→ EXERCISE GOAL: Reproduce all of the data below with "sedan" swapped for "car" wherever it occurs and everything else unchanged. Omit the pictures from the reproduced lines.

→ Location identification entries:

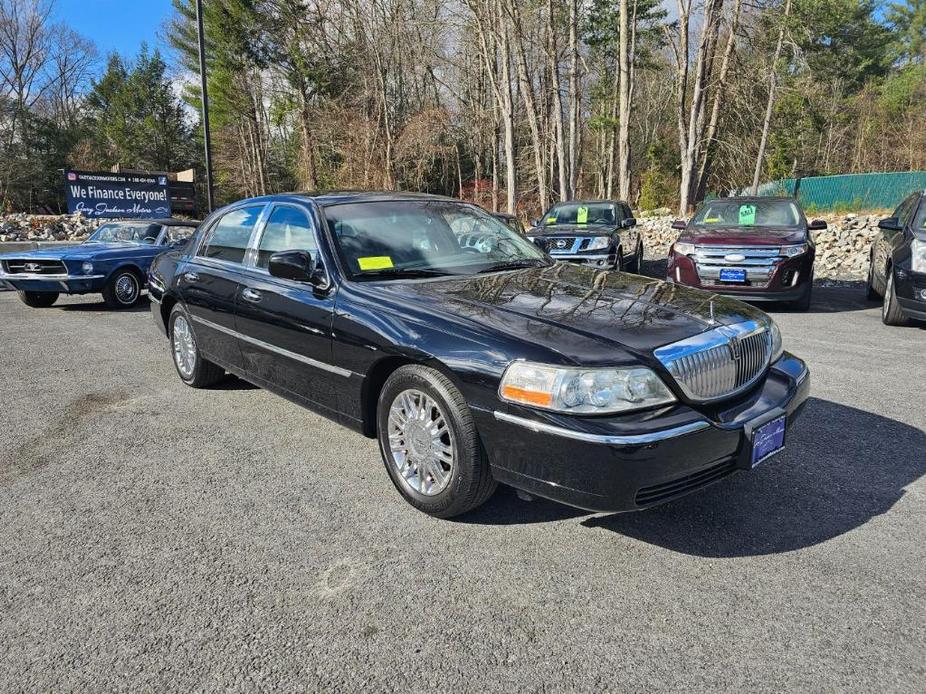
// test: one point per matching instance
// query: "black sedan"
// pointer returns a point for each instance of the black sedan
(599, 233)
(897, 271)
(477, 360)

→ TASK RESULT:
// test: one point per matching instance
// query: "black car"
// pointer returns a point for each instance of the black car
(599, 233)
(897, 271)
(477, 360)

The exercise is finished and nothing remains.